What is required – Please arrange the items below as a Markdown table with two columns, Row and Line, putting each line's number under Row and its text under Line. Leave out blank lines.

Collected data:
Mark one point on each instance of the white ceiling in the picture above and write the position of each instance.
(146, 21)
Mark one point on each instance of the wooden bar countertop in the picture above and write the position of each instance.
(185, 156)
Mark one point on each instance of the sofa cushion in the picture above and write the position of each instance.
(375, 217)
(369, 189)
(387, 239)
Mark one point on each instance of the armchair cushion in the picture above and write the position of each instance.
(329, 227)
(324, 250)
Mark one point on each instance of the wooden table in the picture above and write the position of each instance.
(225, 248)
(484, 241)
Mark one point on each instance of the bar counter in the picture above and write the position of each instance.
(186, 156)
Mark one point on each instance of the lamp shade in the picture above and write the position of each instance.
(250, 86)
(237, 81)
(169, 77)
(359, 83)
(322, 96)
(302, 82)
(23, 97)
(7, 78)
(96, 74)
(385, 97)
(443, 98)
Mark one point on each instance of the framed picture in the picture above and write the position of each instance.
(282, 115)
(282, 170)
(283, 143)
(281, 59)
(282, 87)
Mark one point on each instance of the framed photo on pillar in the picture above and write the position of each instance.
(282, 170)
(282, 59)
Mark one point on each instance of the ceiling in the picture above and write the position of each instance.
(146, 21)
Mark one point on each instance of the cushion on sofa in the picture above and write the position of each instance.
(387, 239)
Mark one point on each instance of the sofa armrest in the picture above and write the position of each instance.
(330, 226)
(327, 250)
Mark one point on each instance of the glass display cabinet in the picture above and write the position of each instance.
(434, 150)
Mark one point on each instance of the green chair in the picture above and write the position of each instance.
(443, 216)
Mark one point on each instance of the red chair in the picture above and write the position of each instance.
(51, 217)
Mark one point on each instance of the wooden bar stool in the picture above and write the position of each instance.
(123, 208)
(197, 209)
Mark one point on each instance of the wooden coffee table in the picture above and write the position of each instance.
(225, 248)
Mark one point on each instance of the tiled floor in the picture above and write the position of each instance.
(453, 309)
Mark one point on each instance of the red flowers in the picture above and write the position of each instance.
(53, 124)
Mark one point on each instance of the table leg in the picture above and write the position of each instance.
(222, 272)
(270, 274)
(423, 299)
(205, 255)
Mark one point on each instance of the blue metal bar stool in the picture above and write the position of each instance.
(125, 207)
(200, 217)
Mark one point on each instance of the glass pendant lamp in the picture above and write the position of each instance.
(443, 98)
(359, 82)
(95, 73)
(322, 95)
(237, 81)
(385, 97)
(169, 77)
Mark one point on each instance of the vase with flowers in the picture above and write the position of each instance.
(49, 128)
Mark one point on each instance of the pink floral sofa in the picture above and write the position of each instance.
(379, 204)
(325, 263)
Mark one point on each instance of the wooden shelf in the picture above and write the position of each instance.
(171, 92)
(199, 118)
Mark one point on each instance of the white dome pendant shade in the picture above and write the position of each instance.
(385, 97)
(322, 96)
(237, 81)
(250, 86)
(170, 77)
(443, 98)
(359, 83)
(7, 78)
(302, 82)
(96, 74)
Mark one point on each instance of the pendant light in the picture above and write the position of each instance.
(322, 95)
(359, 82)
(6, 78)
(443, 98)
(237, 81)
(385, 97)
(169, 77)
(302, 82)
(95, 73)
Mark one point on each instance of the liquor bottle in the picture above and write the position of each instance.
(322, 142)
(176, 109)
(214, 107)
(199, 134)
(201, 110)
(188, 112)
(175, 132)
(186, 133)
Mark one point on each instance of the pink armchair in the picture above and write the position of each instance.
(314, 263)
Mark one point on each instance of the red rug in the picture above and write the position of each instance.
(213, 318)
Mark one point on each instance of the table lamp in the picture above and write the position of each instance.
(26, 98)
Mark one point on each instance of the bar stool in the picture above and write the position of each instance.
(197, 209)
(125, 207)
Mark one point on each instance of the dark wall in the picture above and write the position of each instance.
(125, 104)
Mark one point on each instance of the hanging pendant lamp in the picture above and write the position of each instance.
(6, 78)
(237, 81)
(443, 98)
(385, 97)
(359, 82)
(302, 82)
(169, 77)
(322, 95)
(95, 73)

Output of the task –
| Row | Line |
|---|---|
| 1 | Mark one point on each instance of the white ceiling in the picture above and write the position of each instance. |
| 2 | (146, 21) |
| 3 | Mark one point on each instance of the wooden bar countertop in the picture above and write the position of each instance. |
| 4 | (185, 156) |
| 5 | Mark one point on each instance of the sofa cushion in the picture above and write the position of each instance. |
| 6 | (375, 217) |
| 7 | (369, 189) |
| 8 | (387, 239) |
| 9 | Mark one point on each instance of the armchair cushion in the picture above and write the position of each instance. |
| 10 | (329, 227) |
| 11 | (324, 250) |
| 12 | Mark one point on each instance of the wooden table in the picture above and write the position of each instance. |
| 13 | (225, 248) |
| 14 | (484, 241) |
| 15 | Mark one point on each instance of the bar counter in the picture above and write the position of each instance. |
| 16 | (186, 156) |
| 17 | Mark one point on each instance of the lamp shade in the picture above and write the position of each instance. |
| 18 | (250, 86) |
| 19 | (237, 81) |
| 20 | (169, 77) |
| 21 | (359, 83) |
| 22 | (322, 96) |
| 23 | (302, 82) |
| 24 | (23, 97) |
| 25 | (7, 78) |
| 26 | (96, 74) |
| 27 | (385, 97) |
| 28 | (443, 98) |
| 29 | Mark one point on each instance of the framed picture in the picture above and write the position of each instance. |
| 30 | (282, 115) |
| 31 | (282, 170) |
| 32 | (283, 143) |
| 33 | (281, 59) |
| 34 | (282, 87) |
| 35 | Mark one point on each instance of the framed photo on pillar in the picture above and write the position of each instance. |
| 36 | (282, 170) |
| 37 | (282, 59) |
| 38 | Mark one point on each instance of the ceiling in the picture above and write the position of each instance. |
| 39 | (146, 21) |
| 40 | Mark one point on each instance of the cushion on sofa in the picture above and write the position of each instance. |
| 41 | (387, 239) |
| 42 | Mark one point on each instance of the sofa armrest in the picture above and write the position of each instance. |
| 43 | (330, 226) |
| 44 | (327, 250) |
| 45 | Mark one point on each instance of the glass display cabinet in the picture above and write the position of each instance. |
| 46 | (434, 150) |
| 47 | Mark one point on each instance of the green chair in the picture above and write the position of each instance. |
| 48 | (443, 216) |
| 49 | Mark one point on each instance of the red chair in the picture above and write the position of each instance. |
| 50 | (51, 217) |
| 51 | Mark one point on each instance of the wooden bar stool in the picture above and write the position of each instance. |
| 52 | (123, 208) |
| 53 | (197, 209) |
| 54 | Mark one point on each instance of the wooden coffee table in the picture above and write the position of each instance. |
| 55 | (225, 248) |
| 56 | Mark one point on each instance of the tiled floor in the picture above and write the position of each instance. |
| 57 | (453, 309) |
| 58 | Mark one point on each instance of the red flowers in the picture above and write the position of each instance. |
| 59 | (53, 124) |
| 60 | Mark one point on each instance of the table leg in the picture above and write the position of each instance. |
| 61 | (222, 272) |
| 62 | (270, 274) |
| 63 | (423, 299) |
| 64 | (205, 255) |
| 65 | Mark one point on each instance of the blue metal bar stool in the picture above and write the position of each instance. |
| 66 | (125, 207) |
| 67 | (200, 217) |
| 68 | Mark one point on each instance of the glass pendant lamp in the picture above and write the position of each instance. |
| 69 | (443, 98) |
| 70 | (359, 82) |
| 71 | (95, 73) |
| 72 | (322, 95) |
| 73 | (237, 81) |
| 74 | (385, 97) |
| 75 | (169, 77) |
| 76 | Mark one point on each instance of the vase with flowers in the picture above and write the position of each instance. |
| 77 | (49, 128) |
| 78 | Mark one point on each instance of the pink floral sofa in the picture above and write the position of each instance. |
| 79 | (379, 204) |
| 80 | (325, 263) |
| 81 | Mark one point on each instance of the wooden shelf in the picture above and write the position of each instance. |
| 82 | (171, 92) |
| 83 | (199, 118) |
| 84 | Mark one point on each instance of the white dome pendant shade in the picture above and write the position of each instance. |
| 85 | (385, 97) |
| 86 | (322, 96) |
| 87 | (237, 81) |
| 88 | (250, 86) |
| 89 | (170, 77) |
| 90 | (443, 98) |
| 91 | (359, 83) |
| 92 | (7, 78) |
| 93 | (302, 82) |
| 94 | (96, 74) |
| 95 | Mark one point on each instance of the pendant light in the picture above and write the position of each instance. |
| 96 | (322, 95) |
| 97 | (359, 82) |
| 98 | (6, 78) |
| 99 | (443, 98) |
| 100 | (237, 81) |
| 101 | (385, 97) |
| 102 | (169, 77) |
| 103 | (302, 82) |
| 104 | (95, 73) |
| 105 | Mark one point on each instance of the liquor bottle in the picture above and write the position of each instance. |
| 106 | (322, 142) |
| 107 | (176, 109) |
| 108 | (214, 107) |
| 109 | (199, 134) |
| 110 | (201, 110) |
| 111 | (188, 112) |
| 112 | (175, 132) |
| 113 | (186, 133) |
| 114 | Mark one point on each instance of the pink armchair in the picture above and write the position of each instance. |
| 115 | (314, 263) |
| 116 | Mark one point on each instance of the red rug in the picture above and write the position of each instance. |
| 117 | (213, 318) |
| 118 | Mark one point on each instance of the table lamp in the picture above and write the position of each instance. |
| 119 | (26, 98) |
| 120 | Mark one point on each instance of the bar stool in the picture above and write the position of each instance. |
| 121 | (197, 209) |
| 122 | (125, 207) |
| 123 | Mark one point on each instance of the dark wall in the picture above and write the position of each instance. |
| 124 | (125, 104) |
| 125 | Mark one point on each instance of the hanging pendant lamp in the picture above and write the position of each instance. |
| 126 | (6, 78) |
| 127 | (237, 81) |
| 128 | (443, 98) |
| 129 | (385, 97) |
| 130 | (359, 82) |
| 131 | (302, 82) |
| 132 | (169, 77) |
| 133 | (322, 95) |
| 134 | (95, 73) |